Fragmento del documento
____________

La escucha como montaje

Buena parte de la producción artística a finales del siglo XIX consistió en horadar los mecanismos de la representación, aunque sin descartar por completo sus códigos ni sus posibilidades. Con la llegada del siglo XX, uno de los nervios más vivos del arte fue su compromiso por explorar la materia directamente, lo que a menudo se tradujo en hacer hincapié en los elementos del lenguaje como la dimensión más determinante de las obras. 

Más tarde, las posibilidades del arte se encaminaron hacia otro nodo crítico. La recolección de fragmentos, los ensamblajes, la recirculación de materiales no-originales, el cut up, la resignificación de gestos y actos de habla prexistentes fueron operaciones cada vez más comunes. Quizá este giro deba entenderse en relación con un cambio más general de la vida cotidiana, que dejó de centrarse en el ámbito de las experiencias y se desplazó hacia la inflación de los relatos. Una transformación en la que sobresale la lógica de las conectividades: los elementos que conforman una situación son menos decisivos que las conexiones que posibilitan. 

Prácticas de este tipo tienen una larga historia. Después de todo, los imaginarios de la modernidad artística preconizaron la reelaboración de materiales previos. Es uno de los primeros rasgos que saltan a la vista en escrituras como las de Joyce, Pound y Eliot, con su intertextualidad casi permanente y sus citas laberínticas. Es, también, lo que se pone de relieve en la exploración de los objets trouvés, como en los ready mades de Duchamp o las esculturas de Pistoletto. 

Sin embargo, es necesario reconocer que en las obras de la primera vanguardia también anidaba cierto puritanismo, cuando menos en germen. Su expresión más palpable radica en la creencia en una supuesta fractura entre el mundo del arte —con sus intensas posibilidades de originalidad y hallazgo personal— y las formas enajenadas de la sociedad de masas —con su existencia vacía y repetitiva—.

Durante la segunda mitad del siglo XX el arte dio otro giro de tuerca al cuestionar la validez de dicha contradicción. En más de un aspecto, este cambio significó una toma de distancia frente a los ideales de la vanguardia, pero sin desembocar en un afán de restauración ni en una pretensión por articular un realismo de nuevo cuño. Por el contrario, las apuestas artísticas más conspicuas se dedicaron a explorar la plasticidad de los discursos, los relatos y las tramas conceptuales, pero sin añorar un restablecimiento de los mecanismos de la representación.

____________

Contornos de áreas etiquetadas
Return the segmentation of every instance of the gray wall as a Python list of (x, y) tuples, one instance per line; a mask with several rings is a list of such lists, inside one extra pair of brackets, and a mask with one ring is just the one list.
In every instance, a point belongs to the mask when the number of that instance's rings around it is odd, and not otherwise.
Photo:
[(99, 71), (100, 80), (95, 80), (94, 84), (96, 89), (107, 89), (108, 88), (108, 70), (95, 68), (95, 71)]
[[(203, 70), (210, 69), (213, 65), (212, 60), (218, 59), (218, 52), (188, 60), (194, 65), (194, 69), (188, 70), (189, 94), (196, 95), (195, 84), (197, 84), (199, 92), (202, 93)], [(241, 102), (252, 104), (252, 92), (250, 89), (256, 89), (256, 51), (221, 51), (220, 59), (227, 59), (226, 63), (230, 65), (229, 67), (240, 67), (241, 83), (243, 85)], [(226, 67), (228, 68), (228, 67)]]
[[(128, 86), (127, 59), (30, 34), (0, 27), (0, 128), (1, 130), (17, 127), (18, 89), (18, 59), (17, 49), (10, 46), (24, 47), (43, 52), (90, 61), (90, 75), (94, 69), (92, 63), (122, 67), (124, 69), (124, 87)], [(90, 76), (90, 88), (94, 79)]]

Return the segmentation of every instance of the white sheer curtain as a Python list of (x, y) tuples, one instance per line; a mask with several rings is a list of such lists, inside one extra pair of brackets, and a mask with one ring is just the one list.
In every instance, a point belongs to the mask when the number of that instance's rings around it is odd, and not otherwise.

____________

Qué harás
• A. Enumera todos los apellidos de escritores y artistas que aparecen en el texto sobre el arte del siglo XX.
• B. Prosigue el texto sobre el arte del siglo XX a partir de su última oración.

Respuestas esperadas
• A. Joyce, Pound, Eliot, Duchamp, Pistoletto

• B.
Poco a poco proliferaron otras estrategias, como la parodia, el collage, las iteraciones lúdicas, la reivindicación de algunos elementos kitsch, la recuperación de la funcionalidad frente a la libertad ilusoria de la forma, el desenmascaramiento de la «profundidad» como un fetiche o el descentramiento de las autorías. En algunas de sus versiones más combativas, el arte apostó por disolver las visiones subjetivas y, en cambio, exaltó los mecanismos de la enunciación. 

Quizá la pieza más decisiva de este rompecabezas es el montaje. En cierto modo, la sintaxis cinematográfica, tal y como surgió de las búsquedas formales de Kuleshov, Griffith, Eisenstein o Svilova, brindó un nuevo modelo histórico para la producción cultural en su totalidad. Y, a partir de este punto, el talento personal, los conocimientos técnicos, las visiones del mundo o la sensibilidad formal de los creadores se revelaron como rasgos secundarios o accesorios del proceso creativo. Lo decisivo era explorar qué ocurría cuando ciertos materiales heterogéneos y proteicos entraban en contacto. No se trataba ni del paraguas, ni de la máquina de coser, sino de su encuentro fortuito en las nuevas mesas de disección.

Gracias al montaje, la producción artística pudo reconocerse, cada vez más, en prácticas como las de Joseph Cornell. La cuestión ya no era qué pasaba con el artista cuando se encerraba dentro de su estudio —incluso si ese artista se comprometía a evadir las mitologías prestigiosas del proceso creativo, como Bruce Nauman jugando con una pelota—. Sino qué posibilidades se abrían cuando el artista recorría la ciudad y se perdía en calles, plazas y mercados con el propósito de reunir materiales heterogéneos. En esta nueva etapa el creador se convirtió en un detective paciente que iba tras las huellas inesperadas de un mercado de pulgas o una venta de garaje. Solo ahí podía tomar los souvenirs, las herramientas empolvadas, las postales desteñidas o las piezas ornamentales y démodées de una familia anónima para analizarlas con la minuciosidad de un taxidermista. Porque la tarea primordial ya no consistía en pensar, crear o hallar algo «interesante», sino en ser capaz de entrever la potencia poética de lo ordinario.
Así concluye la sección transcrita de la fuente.